Source data:
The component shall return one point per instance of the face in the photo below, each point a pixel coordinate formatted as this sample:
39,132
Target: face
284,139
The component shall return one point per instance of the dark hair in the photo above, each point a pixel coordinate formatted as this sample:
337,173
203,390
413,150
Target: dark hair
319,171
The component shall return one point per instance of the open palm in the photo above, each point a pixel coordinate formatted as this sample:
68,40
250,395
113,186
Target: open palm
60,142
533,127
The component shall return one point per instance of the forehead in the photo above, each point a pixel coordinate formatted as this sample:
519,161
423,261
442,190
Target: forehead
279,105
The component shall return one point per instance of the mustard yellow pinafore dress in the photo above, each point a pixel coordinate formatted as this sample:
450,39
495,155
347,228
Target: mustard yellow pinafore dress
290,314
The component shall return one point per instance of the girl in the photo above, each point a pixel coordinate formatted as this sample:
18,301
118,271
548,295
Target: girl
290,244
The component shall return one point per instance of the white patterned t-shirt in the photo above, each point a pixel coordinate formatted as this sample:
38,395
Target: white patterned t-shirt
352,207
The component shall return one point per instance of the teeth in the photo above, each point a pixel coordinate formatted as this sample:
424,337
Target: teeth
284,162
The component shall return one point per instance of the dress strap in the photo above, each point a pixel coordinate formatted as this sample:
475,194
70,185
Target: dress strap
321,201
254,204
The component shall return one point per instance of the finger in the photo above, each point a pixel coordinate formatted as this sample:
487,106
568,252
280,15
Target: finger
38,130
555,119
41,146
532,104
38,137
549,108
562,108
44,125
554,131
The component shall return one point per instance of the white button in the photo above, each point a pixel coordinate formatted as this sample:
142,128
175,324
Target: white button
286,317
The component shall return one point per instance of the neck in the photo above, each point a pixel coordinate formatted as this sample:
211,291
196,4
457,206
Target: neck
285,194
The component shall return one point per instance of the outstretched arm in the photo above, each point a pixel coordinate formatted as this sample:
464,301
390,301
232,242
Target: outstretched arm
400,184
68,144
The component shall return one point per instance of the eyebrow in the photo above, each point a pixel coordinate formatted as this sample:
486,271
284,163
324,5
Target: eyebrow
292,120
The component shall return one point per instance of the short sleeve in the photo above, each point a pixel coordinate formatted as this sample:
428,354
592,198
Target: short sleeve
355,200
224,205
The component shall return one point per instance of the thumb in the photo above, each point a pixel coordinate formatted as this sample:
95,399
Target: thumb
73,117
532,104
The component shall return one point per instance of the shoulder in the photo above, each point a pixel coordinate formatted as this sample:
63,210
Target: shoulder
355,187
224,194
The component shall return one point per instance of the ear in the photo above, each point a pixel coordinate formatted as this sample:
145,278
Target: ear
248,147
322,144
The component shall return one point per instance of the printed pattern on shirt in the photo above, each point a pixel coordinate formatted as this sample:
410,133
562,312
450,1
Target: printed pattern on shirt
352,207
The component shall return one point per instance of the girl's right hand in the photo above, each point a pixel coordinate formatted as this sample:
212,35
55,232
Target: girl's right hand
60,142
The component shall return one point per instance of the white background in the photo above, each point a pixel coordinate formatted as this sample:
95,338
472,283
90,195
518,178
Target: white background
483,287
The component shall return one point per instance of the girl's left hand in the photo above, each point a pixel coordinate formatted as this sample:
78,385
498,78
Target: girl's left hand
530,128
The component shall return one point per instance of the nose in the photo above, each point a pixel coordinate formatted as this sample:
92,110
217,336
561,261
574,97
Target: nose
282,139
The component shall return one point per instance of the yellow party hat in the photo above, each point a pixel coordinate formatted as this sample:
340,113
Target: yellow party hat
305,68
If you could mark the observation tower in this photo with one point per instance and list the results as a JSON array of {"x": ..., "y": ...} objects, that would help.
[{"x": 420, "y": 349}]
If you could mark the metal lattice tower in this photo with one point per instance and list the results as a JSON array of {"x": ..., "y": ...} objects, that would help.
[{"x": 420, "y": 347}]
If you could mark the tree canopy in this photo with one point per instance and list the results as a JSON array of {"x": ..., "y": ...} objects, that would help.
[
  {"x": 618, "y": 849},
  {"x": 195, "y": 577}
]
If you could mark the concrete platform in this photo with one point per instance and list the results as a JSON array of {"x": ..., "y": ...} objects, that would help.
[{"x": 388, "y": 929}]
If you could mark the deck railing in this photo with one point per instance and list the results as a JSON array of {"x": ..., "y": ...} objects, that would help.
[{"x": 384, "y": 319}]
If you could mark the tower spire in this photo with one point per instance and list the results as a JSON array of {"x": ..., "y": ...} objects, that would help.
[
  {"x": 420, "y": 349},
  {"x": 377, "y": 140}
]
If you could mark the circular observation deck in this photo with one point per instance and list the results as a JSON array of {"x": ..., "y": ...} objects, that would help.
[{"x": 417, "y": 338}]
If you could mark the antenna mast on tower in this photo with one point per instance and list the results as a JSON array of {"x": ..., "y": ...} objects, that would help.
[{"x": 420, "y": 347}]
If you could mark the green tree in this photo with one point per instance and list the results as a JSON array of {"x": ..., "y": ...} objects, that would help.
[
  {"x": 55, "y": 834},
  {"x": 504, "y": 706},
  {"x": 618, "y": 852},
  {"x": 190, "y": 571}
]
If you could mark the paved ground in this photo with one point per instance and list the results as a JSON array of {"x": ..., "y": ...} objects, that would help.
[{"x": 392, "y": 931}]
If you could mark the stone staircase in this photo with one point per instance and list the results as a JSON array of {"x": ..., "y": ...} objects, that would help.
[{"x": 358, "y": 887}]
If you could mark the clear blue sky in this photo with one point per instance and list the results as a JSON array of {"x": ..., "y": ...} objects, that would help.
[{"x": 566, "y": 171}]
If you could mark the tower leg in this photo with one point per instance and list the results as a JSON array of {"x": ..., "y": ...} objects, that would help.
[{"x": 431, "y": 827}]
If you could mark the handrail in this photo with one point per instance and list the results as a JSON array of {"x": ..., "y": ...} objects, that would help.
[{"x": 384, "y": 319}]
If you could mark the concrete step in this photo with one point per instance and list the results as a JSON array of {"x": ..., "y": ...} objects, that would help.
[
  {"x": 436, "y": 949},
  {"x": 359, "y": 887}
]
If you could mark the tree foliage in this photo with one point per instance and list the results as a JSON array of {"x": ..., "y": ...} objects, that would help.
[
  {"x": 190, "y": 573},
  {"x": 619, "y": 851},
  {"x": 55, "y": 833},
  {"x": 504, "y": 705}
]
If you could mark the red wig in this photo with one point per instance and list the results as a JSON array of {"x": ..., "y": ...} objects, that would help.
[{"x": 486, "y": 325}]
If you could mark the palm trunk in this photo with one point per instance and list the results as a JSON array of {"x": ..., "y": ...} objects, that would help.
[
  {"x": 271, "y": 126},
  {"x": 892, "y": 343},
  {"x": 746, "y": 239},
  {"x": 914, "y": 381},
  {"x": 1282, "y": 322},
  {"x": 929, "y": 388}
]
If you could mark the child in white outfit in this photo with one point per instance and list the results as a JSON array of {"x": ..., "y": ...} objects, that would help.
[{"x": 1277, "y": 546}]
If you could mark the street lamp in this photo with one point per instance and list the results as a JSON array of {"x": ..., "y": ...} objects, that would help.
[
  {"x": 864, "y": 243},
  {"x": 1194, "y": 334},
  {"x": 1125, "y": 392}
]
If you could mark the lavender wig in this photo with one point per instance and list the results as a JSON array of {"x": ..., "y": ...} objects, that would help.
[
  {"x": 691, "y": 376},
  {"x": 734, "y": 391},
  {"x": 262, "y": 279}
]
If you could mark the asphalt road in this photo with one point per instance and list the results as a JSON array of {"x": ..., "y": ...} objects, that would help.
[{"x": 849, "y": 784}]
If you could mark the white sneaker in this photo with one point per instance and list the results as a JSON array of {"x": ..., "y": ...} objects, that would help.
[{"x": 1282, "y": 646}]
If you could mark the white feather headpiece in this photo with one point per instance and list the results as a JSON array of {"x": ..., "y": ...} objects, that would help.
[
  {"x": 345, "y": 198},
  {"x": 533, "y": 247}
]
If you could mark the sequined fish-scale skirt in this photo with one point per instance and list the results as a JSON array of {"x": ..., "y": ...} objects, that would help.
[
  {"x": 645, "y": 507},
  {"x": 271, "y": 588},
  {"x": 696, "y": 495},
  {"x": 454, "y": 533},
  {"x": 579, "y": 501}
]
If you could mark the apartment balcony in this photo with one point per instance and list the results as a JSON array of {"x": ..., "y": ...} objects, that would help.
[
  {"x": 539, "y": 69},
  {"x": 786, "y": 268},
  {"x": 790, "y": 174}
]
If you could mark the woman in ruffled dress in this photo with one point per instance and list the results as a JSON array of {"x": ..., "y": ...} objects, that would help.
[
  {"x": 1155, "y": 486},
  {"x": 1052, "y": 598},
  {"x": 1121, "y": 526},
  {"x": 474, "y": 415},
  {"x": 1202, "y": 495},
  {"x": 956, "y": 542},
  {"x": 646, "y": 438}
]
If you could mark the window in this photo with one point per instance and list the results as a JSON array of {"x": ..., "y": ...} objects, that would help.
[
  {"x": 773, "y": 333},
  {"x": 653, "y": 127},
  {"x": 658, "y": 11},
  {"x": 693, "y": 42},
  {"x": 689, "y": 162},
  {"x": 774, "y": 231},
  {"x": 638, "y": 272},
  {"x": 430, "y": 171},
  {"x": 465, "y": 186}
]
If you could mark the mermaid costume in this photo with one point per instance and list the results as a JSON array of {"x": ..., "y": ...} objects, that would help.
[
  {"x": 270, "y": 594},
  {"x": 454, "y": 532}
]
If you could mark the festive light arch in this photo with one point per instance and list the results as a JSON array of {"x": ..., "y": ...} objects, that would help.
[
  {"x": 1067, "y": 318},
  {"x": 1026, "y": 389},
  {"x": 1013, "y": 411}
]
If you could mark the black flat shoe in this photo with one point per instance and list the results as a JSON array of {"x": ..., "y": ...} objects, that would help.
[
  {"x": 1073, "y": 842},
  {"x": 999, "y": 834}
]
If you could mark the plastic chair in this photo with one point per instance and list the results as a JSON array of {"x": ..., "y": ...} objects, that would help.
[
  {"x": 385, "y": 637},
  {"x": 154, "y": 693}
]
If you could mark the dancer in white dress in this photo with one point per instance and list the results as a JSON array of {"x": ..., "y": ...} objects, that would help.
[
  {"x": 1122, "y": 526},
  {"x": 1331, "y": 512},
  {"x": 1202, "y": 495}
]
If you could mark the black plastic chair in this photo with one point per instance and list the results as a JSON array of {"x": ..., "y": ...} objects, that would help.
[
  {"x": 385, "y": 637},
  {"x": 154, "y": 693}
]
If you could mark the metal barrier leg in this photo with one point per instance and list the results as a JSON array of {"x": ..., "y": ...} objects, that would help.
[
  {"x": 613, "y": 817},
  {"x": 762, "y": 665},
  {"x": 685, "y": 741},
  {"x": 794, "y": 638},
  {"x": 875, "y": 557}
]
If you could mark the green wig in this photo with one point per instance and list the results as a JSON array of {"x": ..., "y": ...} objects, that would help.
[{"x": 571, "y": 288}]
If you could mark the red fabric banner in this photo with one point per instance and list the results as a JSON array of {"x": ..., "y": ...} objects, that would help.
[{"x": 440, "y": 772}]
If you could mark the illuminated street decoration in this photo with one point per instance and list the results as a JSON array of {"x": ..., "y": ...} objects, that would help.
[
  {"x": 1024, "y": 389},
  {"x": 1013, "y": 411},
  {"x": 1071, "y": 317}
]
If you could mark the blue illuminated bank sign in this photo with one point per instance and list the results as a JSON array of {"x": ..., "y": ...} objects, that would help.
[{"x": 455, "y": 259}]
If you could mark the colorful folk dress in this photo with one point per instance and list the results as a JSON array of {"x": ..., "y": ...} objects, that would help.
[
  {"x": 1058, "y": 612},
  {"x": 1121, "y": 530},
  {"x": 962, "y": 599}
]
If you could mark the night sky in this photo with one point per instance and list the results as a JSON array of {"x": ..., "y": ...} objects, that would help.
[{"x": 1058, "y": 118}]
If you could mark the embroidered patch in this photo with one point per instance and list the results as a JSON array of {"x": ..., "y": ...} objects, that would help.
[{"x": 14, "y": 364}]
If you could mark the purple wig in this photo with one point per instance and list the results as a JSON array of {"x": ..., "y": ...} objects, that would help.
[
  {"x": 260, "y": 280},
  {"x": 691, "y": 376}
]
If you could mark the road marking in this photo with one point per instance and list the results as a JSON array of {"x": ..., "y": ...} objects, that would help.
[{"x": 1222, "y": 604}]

**JOB**
Quote every line from the line containing "If you could mark the night" through the closing line of the listing, including both.

**SOLUTION FOR THIS PROBLEM**
If you could mark the night sky in this photo with one point per instance and list the results as a JSON array of {"x": ..., "y": ...} objects, that would help.
[{"x": 1058, "y": 118}]
If you could mark the embroidered patch in this photo with one point per instance and list the results as a JSON array of {"x": ..., "y": ...} objects, that would help.
[{"x": 14, "y": 364}]
If you could mark the purple wig in this photo with one point per instance and list the results as a JSON array of {"x": ..., "y": ...} objects, that would help.
[
  {"x": 260, "y": 280},
  {"x": 691, "y": 376}
]
If you could mark the road marking in this photo with one point per instance and list the results as a JSON array of {"x": ..., "y": ...} objects, that would help.
[{"x": 1222, "y": 604}]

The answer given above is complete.